This may look different from what I've done above, but really it's not. The two terms, 2(x – y) and – b(x – y), do indeed have a common factor; namely, the parenthetical factor x – y. This may be different from what you're used to seeing referred to as being a "factor", but the factorization process works just the same as before.
First, I'll take the common factor out front:

2(x – y) – b(x – y) = (x – y)(           )
From the first term, I have a "2" left over:

2(x – y) – b(x – y) = (x – y)(2         )
From the second term, I have a "–b" left over:

2(x – y) – b(x – y) = (x – y)(2 – b)

• Factor x(x – 2) + 3(2 – x).

This is almost the same as the previous case, but not quite, because "x – 2" is not quite the same as "2 – x". If I'd had "x + 2" and "2 + x", the factors would have been the same, because order doesn't matter for addition. But order does matter for subtraction, so I don't actually have a common factor here.
But I would have a common factor if I could just flip (or "reverse the order of") that subtraction. What would happen if I did that? Take a look at the following numerical subtraction:

5 – 3 = 2
3 – 5 = –2
When I flipped the subtraction in the second line, I got the same answer except that the sign had changed. This is always true: When you flip a subtraction, you also change the sign out front. In our case, this means:

x(x – 2) + 3(2 – x) = x(x – 2) – 3(x – 2)

• Exercise prompt
Pick up the factoring walkthrough above right after its final line, and carry it forward in the same explanatory style.

Excerpts from point annotation data

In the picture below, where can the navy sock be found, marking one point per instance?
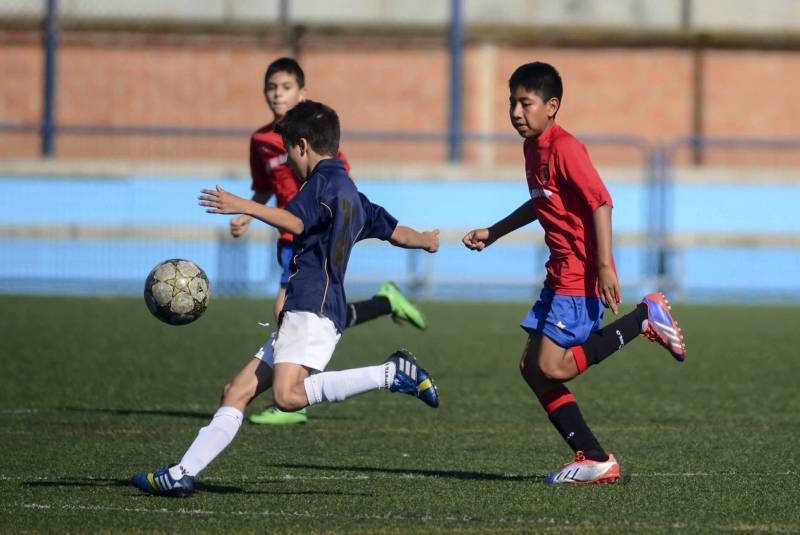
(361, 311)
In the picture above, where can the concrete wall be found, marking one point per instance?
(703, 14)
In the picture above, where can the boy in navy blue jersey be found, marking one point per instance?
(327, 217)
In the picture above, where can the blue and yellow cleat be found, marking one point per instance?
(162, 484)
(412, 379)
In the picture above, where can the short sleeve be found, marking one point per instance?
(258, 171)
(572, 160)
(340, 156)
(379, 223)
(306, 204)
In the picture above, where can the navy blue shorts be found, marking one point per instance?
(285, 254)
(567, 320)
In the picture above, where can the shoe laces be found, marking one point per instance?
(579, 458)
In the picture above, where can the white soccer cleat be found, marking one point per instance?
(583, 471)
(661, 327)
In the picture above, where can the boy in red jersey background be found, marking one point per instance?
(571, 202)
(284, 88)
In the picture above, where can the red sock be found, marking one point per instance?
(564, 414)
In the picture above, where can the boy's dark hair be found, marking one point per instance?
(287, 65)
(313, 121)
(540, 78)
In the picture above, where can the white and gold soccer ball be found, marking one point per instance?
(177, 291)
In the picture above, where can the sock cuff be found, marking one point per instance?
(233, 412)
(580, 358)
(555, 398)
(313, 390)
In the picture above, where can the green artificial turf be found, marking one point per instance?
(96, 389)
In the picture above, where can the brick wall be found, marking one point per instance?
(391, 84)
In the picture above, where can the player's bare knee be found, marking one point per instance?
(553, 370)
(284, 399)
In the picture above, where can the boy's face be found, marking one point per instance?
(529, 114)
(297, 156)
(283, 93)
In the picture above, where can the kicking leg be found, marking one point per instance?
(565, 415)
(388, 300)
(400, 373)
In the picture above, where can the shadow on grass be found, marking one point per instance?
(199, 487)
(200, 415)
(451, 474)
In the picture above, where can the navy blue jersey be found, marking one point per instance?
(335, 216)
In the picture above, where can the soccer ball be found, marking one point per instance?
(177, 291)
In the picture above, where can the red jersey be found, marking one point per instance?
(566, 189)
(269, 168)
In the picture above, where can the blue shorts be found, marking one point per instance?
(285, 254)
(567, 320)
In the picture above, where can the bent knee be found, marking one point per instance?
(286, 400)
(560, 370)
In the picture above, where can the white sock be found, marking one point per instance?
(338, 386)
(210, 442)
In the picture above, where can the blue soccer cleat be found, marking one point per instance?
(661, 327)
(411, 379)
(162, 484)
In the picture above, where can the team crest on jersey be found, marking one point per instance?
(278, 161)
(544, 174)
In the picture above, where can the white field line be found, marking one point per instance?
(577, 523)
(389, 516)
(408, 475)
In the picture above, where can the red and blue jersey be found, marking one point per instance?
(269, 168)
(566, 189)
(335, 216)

• Final result
By reversing the subtraction in the second parenthetical, I have created a common factor, so I can now proceed as I had in the previous example:

x(x – 2) + 3(2 – x) = x(x – 2) – 3(x – 2)

= (x – 2)(x – 3)

These examples lead us to the next topic: factoring "in pairs"....

There is one special case for factoring that you may or may not need, depending upon how your book is structured and how your instructor intends to teach factoring quadratics. I call it "factoring in pairs".

• Factor xy – 5y – 2x + 10.

Is there anything that factors out of all four terms? No. When you have four terms, and nothing factors out of all of them, think of factoring "in pairs". To factor "in pairs", I split the expression into two pairs of terms, and then factor the pairs separately.

xy – 5y – 2x + 10
What can I factor out of the first pair? I can take out a "y":

xy – 5y – 2x + 10

= y(x – 5) – 2x + 10
What can I factor out of the second pair? I can take out a "–2":

xy – 5y – 2x + 10

= y(x – 5) – 2x + 10
= y(x – 5) – 2(x – 5)
(I took out a –2, rather than a 2, because the leading sign on the pair was a "minus". And I got a "–5" in the result because, when I divided the positive 10 by the negative 2, the result was a negative 5. Be careful with your signs!)
Now that I do have a common factor, I can proceed as usual:

xy – 5y – 2x + 10
= y(x – 5) – 2(x – 5)
= (x – 5)(y – 2)

Factoring "in pairs" is most commonly used to introduce factoring quadratics. So you may see exercises that look like this:

• Factor x² + 4x – x – 4.

This polynomial has four terms with no factor common to all four, so I'll try to factor "in pairs":

x² + 4x – x – 4

= x(x + 4) – 1(x + 4)
= (x + 4)(x – 1)

In the second line above, I factored a "1" out. Why? If "nothing" factors out, a "1" factors out.

• Factor x² – 4x + 6x – 24.

I'll try to factor "in pairs": Copyright © Elizabeth Stapel 2002-2011 All Rights Reserved

x² – 4x + 6x – 24

= x(x – 4) + 6(x – 4)
= (x – 4)(x + 6)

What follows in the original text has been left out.